TEXTAUSZUG →
========================================

Ganztagsschulverband: „Ganztag gelingt gemeinsam“ : Datum: Autor: Autor/in: Stephan Lüke

„Ganztag gelingt gemeinsam“ – unter diesem Motto fand in Bremen der diesjährige Bundeskongress des Ganztagsschulverbandes statt. Verbandsvorsitzende Eva Reiter erläutert, warum es den „Nerv der Zeit“ trifft.

Eva Reiter, Vorsitzende des Ganztagsschulverbandes
Eva Reiter, Vorsitzende des Ganztagsschulverbandes © Claudia Pittelkow, Hamburg

Online-Redaktion: Der Bundeskongress des Ganztagsschulverbandes ist gerade zu Ende gegangen. Welche Eindrücke nehmen Sie mit?

Eva Reiter: In der Kürze der Zeit konnten wir noch gar nicht alle Rückmeldungen lesen und gewichten. Aber mein Gefühl sagt mir, dass unsere rund 350 Teilnehmenden genauso wie die 17 Ausstellenden und schließlich wir selbst als Veranstalter angefüllt mit neuen Eindrücken, Ideen und Impulsen vom Bundeskongress nach Hause gefahren sind. Viele haben sicherlich wieder neue Kontakte gewonnen, denn unsere Vorträge und Workshops, die Länder- und Professionsrunden und schließlich die von der Kongressvorbereitungsgruppe und dem Landesvorstand Bremen toll organisierten Besuche in Bremer Ganztagsschulen boten hervorragende Möglichkeiten, einmal über den eigenen Tellerrand hinauszublicken.

Unser Thema „Ganztag gelingt gemeinsam“ hat sicherlich den Nerv der Zeit getroffen. Fragen der multiprofessionellen Zusammenarbeit und Teamarbeit zogen sich wie ein roter Faden durch alle 16 Workshops, aber auch die Gespräche zwischendurch. Und es ist sicherlich die Zauberformel für gelingenden Ganztag. Ich würde unserem Motto heute sogar noch das Wörtchen „nur“ hinzufügen: „Ganztag gelingt nur gemeinsam“.

Online-Redaktion: Was ist das Besondere an den Länder- und Professionsrunden?

========================================

[Einträge aus einer Sammlung]
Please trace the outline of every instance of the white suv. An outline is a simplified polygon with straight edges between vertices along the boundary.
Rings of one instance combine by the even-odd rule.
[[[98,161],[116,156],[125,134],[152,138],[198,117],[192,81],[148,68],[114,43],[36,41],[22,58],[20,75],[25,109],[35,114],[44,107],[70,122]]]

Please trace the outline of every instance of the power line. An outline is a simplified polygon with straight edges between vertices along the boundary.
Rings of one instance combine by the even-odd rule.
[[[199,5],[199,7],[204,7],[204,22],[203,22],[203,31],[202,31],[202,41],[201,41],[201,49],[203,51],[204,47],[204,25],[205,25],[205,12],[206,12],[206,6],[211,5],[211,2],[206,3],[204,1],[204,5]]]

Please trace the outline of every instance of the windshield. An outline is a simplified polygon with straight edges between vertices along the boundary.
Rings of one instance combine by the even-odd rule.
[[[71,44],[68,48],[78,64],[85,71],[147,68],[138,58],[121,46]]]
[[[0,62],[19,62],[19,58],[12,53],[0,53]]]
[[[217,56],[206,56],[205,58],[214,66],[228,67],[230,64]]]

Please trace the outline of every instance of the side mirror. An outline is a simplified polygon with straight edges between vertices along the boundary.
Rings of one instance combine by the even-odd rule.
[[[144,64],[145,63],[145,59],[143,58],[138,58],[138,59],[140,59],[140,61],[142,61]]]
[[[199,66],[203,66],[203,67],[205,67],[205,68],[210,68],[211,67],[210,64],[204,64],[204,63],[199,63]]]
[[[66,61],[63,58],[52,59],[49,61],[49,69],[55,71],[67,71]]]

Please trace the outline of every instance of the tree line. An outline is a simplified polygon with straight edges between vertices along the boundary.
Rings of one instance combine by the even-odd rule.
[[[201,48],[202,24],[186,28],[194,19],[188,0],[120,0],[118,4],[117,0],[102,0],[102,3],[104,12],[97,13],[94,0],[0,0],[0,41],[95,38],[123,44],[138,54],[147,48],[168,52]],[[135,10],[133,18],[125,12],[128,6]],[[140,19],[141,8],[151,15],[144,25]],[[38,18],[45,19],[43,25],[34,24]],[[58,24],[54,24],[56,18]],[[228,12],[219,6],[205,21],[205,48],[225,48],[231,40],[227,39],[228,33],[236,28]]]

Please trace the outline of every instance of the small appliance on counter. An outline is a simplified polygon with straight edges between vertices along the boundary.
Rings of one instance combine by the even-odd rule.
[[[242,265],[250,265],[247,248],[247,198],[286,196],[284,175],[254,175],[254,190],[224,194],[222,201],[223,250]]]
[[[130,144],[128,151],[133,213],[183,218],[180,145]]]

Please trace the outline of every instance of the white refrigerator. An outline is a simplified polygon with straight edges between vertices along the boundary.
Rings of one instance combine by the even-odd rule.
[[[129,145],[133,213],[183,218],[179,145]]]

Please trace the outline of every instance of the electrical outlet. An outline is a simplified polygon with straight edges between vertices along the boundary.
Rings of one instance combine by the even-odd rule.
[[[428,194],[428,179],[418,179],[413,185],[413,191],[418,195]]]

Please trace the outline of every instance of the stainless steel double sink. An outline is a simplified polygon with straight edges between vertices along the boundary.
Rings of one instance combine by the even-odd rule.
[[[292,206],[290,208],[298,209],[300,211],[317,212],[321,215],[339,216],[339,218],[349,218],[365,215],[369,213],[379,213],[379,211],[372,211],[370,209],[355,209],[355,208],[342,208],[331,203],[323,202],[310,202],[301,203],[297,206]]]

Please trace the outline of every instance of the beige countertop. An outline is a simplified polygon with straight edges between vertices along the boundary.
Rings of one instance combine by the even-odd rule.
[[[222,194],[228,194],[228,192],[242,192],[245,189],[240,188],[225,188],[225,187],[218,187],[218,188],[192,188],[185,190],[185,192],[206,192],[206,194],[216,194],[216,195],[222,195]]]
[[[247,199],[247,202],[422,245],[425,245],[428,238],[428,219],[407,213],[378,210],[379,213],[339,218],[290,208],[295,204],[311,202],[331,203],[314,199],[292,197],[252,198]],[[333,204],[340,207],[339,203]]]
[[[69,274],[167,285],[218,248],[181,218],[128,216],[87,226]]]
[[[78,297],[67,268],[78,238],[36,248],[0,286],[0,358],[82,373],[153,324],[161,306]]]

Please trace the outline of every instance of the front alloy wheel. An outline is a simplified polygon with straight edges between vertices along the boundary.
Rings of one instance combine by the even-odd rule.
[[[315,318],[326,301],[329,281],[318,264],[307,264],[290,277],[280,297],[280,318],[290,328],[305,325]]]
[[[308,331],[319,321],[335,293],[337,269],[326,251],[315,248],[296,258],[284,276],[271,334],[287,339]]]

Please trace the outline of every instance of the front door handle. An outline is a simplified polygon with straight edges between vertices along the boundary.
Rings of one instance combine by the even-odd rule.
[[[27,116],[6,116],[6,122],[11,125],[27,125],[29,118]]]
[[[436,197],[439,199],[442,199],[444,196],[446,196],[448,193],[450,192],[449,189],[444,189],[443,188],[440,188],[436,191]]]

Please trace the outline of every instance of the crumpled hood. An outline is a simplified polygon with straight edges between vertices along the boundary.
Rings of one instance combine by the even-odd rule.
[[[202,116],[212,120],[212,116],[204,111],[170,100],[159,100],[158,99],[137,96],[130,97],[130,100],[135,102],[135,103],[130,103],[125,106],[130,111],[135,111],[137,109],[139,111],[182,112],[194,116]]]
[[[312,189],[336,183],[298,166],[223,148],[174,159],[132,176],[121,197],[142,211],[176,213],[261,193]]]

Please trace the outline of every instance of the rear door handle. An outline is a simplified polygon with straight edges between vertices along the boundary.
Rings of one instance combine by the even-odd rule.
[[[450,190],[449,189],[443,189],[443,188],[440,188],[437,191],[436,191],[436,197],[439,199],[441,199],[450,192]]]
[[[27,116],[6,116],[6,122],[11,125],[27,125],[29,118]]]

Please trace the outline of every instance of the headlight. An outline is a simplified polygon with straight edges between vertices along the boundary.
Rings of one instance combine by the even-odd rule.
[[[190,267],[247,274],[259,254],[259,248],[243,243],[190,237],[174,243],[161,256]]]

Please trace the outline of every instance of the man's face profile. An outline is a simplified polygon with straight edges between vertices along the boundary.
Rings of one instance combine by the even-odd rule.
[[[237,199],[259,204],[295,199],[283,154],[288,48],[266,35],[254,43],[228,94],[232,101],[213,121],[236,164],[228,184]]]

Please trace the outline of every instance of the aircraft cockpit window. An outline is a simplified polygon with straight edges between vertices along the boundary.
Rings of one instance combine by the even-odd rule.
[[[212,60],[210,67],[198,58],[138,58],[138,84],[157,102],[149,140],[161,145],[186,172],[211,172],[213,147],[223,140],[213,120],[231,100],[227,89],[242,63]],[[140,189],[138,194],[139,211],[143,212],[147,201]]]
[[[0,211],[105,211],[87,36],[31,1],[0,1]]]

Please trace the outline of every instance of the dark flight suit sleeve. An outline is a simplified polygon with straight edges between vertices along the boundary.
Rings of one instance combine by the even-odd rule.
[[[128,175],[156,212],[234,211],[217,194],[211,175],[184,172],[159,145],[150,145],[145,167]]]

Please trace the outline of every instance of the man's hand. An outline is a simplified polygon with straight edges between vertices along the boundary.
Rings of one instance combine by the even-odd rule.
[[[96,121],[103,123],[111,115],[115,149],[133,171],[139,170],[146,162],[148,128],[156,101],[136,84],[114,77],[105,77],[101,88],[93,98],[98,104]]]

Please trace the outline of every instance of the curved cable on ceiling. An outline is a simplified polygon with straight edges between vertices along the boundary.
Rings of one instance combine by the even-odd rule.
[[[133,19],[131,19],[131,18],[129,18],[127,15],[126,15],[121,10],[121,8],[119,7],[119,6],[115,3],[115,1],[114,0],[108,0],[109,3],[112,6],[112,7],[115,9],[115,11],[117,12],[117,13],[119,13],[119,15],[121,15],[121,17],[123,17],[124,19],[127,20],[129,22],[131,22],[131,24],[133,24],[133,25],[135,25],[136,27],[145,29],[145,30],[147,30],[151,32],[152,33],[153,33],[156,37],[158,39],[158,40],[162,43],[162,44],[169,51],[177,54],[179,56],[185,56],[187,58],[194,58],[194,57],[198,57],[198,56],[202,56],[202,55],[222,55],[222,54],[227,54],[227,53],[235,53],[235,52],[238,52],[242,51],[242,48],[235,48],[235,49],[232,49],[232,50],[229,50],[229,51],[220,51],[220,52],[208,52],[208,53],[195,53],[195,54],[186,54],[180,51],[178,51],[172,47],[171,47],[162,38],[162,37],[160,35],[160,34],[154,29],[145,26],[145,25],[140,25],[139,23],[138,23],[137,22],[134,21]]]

========================================

GESTELLTE AUFGABEN →
1. Beantworte anhand des Interviews mit Eva Reiter die folgenden drei Fragen.
(a) In welcher Stadt fand der Bundeskongress des Ganztagsschulverbandes statt?
(b) Wie viele Teilnehmende hatte der Kongress ungefähr?
(c) Durch wie viele Workshops zogen sich Fragen der multiprofessionellen Zusammenarbeit wie ein roter Faden?
2. Führe das Interview mit Eva Reiter weiter, indem du auf die zuletzt gestellte Frage ihre Antwort schreibst.
Die Zeilen werden hier nicht gebraucht.

ERWARTETE ERGEBNISSE →
1.
(a) In Bremen.
(b) Rund 350.
(c) Durch alle 16 Workshops.

2.
Reiter: Ich könnte es mir jetzt leicht machen und mit einem Wort antworten: Vernetzung. Wir organisieren auf jedem Bundeskongress zum einen Runden für den Austausch aller Teilnehmenden aus einem Bundesland zum Kennenlernen und Vernetzen für Vorhaben in dem jeweiligen Land. Zum „Austausch der Professionen“ können sich alle Personen aus einer Akteursgruppe treffen: Schulleitungen, Lehrkräfte, pädagogisches Personal, Schulverwaltungen oder auch Serviceagenturen. Die Runden sind dazu gedacht, einmal ein Ohr an das zu halten, wie es andere machen.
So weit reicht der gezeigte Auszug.